« Des fonctionnaires, en principe voués au service de l’État et des citoyens et payés pour cela, prennent la liberté, sans opposition ni risque, de faire prévaloir l’idéologie à laquelle ils adhèrent sur leurs devoirs. »
Avec à peu près 76.000 demandes en 2012, la France est le deuxième pays européen le plus sollicité par les demandeurs d’asile.
La demande de séjourner en France au titre de l’asile est faite auprès du représentant de l’État dans le département. Les motifs de la demande sont étudiés par l’Office français de protection des réfugiés et apatrides (OFPRA). En cas de rejet de la demande initiale, un recours est possible auprès de la Cour nationale du droit d’asile (CNDA) devant laquelle le requérant peut se faire assister d’un conseil et a droit à un interprète aux frais du contribuable français.
Les jugements de la CNDA sont rendus par les sections comprenant un président le plus souvent membre honoraire ou en activité du Conseil d’État ou de la magistrature administrative ou judiciaire, et deux assesseurs, qui sont des personnalités qualifiées. L’un d’entre eux est nommé par le haut-commissaire des Nations unies pour les réfugiés.
Parmi les juges on peut relever la présence d’Anicet Le Pors, ancien ministre communiste de Mitterrand. Surnommé, selon Télérama, « Annulator » car il annule fréquemment des refus de l’OFPRA, il indique que « le juge se transforme trop souvent en détecteur de mensonge, traquant toute contradiction pour invalider la demande ». Le modeste contribuable vivant dans un HLM pourrait considérer que les juges ne font que leur travail. Ce n’est visiblement pas l’avis de cet ancien militant communiste qui adhéra au PC en 1958, c’est-à-dire après Budapest et les révélations publiques des crimes de masse du stalinisme, et qui possède visiblement les références nécessaires pour donner des leçons en matière de droits de l’homme.

» **Objectif de la tâche**
Recopiez en entier, sans la moindre modification, l'extrait sur la demande d'asile en France.

» **Lignes fournies**

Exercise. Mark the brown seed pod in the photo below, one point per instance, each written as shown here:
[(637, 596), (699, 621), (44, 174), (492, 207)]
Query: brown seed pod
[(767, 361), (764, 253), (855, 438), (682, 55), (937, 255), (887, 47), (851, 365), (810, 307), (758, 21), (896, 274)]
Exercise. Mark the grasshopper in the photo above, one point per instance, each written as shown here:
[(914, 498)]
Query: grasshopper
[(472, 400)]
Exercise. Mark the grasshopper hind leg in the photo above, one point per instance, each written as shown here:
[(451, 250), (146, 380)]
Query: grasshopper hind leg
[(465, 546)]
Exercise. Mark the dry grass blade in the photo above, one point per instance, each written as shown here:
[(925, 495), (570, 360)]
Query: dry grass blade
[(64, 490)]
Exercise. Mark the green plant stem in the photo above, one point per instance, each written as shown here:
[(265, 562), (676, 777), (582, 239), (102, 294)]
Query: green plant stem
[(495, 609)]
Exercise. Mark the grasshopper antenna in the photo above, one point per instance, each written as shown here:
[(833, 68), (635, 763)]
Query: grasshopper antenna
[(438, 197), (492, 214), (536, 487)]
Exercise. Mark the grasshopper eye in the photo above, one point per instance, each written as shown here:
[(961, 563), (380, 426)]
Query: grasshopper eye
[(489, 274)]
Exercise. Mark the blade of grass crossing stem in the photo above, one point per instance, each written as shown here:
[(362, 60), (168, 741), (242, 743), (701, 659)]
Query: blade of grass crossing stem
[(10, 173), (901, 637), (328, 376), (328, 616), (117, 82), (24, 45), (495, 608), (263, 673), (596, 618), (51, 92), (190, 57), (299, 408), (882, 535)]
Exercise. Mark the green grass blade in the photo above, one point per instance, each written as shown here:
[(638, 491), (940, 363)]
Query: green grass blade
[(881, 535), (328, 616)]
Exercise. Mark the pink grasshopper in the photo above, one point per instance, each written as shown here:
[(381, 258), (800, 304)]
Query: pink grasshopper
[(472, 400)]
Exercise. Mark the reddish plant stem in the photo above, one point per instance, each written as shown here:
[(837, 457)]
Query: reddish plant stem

» **Réponse ci-dessous**
« Des fonctionnaires, en principe voués au service de l’État et des citoyens et payés pour cela, prennent la liberté, sans opposition ni risque, de faire prévaloir l’idéologie à laquelle ils adhèrent sur leurs devoirs. »
Avec à peu près 76.000 demandes en 2012, la France est le deuxième pays européen le plus sollicité par les demandeurs d’asile.
La demande de séjourner en France au titre de l’asile est faite auprès du représentant de l’État dans le département. Les motifs de la demande sont étudiés par l’Office français de protection des réfugiés et apatrides (OFPRA). En cas de rejet de la demande initiale, un recours est possible auprès de la Cour nationale du droit d’asile (CNDA) devant laquelle le requérant peut se faire assister d’un conseil et a droit à un interprète aux frais du contribuable français.
Les jugements de la CNDA sont rendus par les sections comprenant un président le plus souvent membre honoraire ou en activité du Conseil d’État ou de la magistrature administrative ou judiciaire, et deux assesseurs, qui sont des personnalités qualifiées. L’un d’entre eux est nommé par le haut-commissaire des Nations unies pour les réfugiés.
Parmi les juges on peut relever la présence d’Anicet Le Pors, ancien ministre communiste de Mitterrand. Surnommé, selon Télérama, « Annulator » car il annule fréquemment des refus de l’OFPRA, il indique que « le juge se transforme trop souvent en détecteur de mensonge, traquant toute contradiction pour invalider la demande ». Le modeste contribuable vivant dans un HLM pourrait considérer que les juges ne font que leur travail. Ce n’est visiblement pas l’avis de cet ancien militant communiste qui adhéra au PC en 1958, c’est-à-dire après Budapest et les révélations publiques des crimes de masse du stalinisme, et qui possède visiblement les références nécessaires pour donner des leçons en matière de droits de l’homme.